[start TEXT]

# Sony e-reader



## Trish1 (Nov 30, 2010)

I bought a Sony e-reader about a year ago and downloaded books from Waterstones. Recently Waterstones have told me that they will no longer send e-books to an address outside the UK I challenged this but no joy.
WH Smith will send outside UK if you pay with a CC registered to an address in UK Has anyone else had a problem with this reader?


----------



## Alcalaina (Aug 6, 2010)

How absurd. Presumably this is because of different VAT rates? What about Amazon - or do they only supply e-books in Kindle-friendly format?


----------



## Stravinsky (Aug 12, 2007)

Well, it's the same if you have an amazon kindle. If you buy it from abroad, when they send it to you, you get registered on amazon.com, and thats the only place you get books from. So you get American spalling / american newspapers etc etc.

If you buy it in the UK registered to amazon UK and then start downloading from abroad, then they eventually suss out you are not in the UK and swap you to .com

Only way round it for you is possible a proxy server to cloak you


----------



## Bevdeforges (Nov 16, 2007)

The issue of e-readers and geographical restrictions on e-books is a major PITA at the moment. Both Waterstones and WH Smiths have discontinued sales to customers outside the UK and Ireland in recent months. This is believed to be related to the Big Five Agency Pricing agreement, whereby five of the largest English language publishers insist that electronic booksellers must support publisher established minimum prices.

Amazon has established a UK based Kindle store through their .co.uk website, however this, too, is limited to Kindles registered to accounts with UK or Irish delivery addresses. Everyone else has to purchase Kindle books through the US website - and they do impose geographical restrictions according to where your account is registered.

[end TEXT]

SHORT TASK A - Output the e-reader thread above word for word, in full.

[start RECORDED INFORMATION]

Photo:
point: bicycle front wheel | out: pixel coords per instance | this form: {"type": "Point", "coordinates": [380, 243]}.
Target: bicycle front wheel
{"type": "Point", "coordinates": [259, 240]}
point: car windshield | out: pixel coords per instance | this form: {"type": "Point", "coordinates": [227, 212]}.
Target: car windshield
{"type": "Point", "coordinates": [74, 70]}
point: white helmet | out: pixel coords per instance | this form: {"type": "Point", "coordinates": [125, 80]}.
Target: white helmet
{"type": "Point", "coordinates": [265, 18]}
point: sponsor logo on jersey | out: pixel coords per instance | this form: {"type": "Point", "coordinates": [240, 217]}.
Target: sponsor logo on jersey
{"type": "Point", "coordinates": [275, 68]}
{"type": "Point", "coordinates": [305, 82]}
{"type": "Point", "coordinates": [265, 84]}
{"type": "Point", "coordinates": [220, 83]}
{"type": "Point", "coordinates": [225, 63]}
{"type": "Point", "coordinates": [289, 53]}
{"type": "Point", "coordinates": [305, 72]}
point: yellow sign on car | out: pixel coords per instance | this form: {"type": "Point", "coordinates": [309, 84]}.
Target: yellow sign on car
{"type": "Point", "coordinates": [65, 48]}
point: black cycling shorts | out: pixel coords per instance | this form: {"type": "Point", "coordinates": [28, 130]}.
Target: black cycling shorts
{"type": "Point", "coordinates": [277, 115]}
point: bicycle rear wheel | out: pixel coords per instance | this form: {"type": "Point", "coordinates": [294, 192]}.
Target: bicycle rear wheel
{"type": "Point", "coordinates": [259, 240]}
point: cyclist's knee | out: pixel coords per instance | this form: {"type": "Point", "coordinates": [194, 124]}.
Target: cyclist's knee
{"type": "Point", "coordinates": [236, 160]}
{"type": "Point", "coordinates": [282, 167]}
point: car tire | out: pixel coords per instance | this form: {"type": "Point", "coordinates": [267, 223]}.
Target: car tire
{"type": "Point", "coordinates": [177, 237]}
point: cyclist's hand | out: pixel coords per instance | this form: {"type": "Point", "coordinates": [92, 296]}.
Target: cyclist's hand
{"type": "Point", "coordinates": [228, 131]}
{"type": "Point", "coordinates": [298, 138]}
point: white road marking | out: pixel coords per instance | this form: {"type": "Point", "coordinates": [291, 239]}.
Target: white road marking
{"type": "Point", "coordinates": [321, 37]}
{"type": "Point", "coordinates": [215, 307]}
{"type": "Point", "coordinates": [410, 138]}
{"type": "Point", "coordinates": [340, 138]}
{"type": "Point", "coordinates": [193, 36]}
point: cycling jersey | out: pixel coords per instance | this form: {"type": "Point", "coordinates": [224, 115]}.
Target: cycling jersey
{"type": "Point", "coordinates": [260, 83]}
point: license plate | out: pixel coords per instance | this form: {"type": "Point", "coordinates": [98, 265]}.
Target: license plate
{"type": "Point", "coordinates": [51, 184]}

[end RECORDED INFORMATION]

SHORT TASK B - Return the rows from the line containing "point: license plate" through the final line of the rows, both included, unchanged.

FULL OUTPUT A -
# Sony e-reader



## Trish1 (Nov 30, 2010)

I bought a Sony e-reader about a year ago and downloaded books from Waterstones. Recently Waterstones have told me that they will no longer send e-books to an address outside the UK I challenged this but no joy.
WH Smith will send outside UK if you pay with a CC registered to an address in UK Has anyone else had a problem with this reader?


----------



## Alcalaina (Aug 6, 2010)

How absurd. Presumably this is because of different VAT rates? What about Amazon - or do they only supply e-books in Kindle-friendly format?


----------



## Stravinsky (Aug 12, 2007)

Well, it's the same if you have an amazon kindle. If you buy it from abroad, when they send it to you, you get registered on amazon.com, and thats the only place you get books from. So you get American spalling / american newspapers etc etc.

If you buy it in the UK registered to amazon UK and then start downloading from abroad, then they eventually suss out you are not in the UK and swap you to .com

Only way round it for you is possible a proxy server to cloak you


----------



## Bevdeforges (Nov 16, 2007)

The issue of e-readers and geographical restrictions on e-books is a major PITA at the moment. Both Waterstones and WH Smiths have discontinued sales to customers outside the UK and Ireland in recent months. This is believed to be related to the Big Five Agency Pricing agreement, whereby five of the largest English language publishers insist that electronic booksellers must support publisher established minimum prices.

Amazon has established a UK based Kindle store through their .co.uk website, however this, too, is limited to Kindles registered to accounts with UK or Irish delivery addresses. Everyone else has to purchase Kindle books through the US website - and they do impose geographical restrictions according to where your account is registered.

FULL OUTPUT B -
point: license plate | out: pixel coords per instance | this form: {"type": "Point", "coordinates": [98, 265]}.
Target: license plate
{"type": "Point", "coordinates": [51, 184]}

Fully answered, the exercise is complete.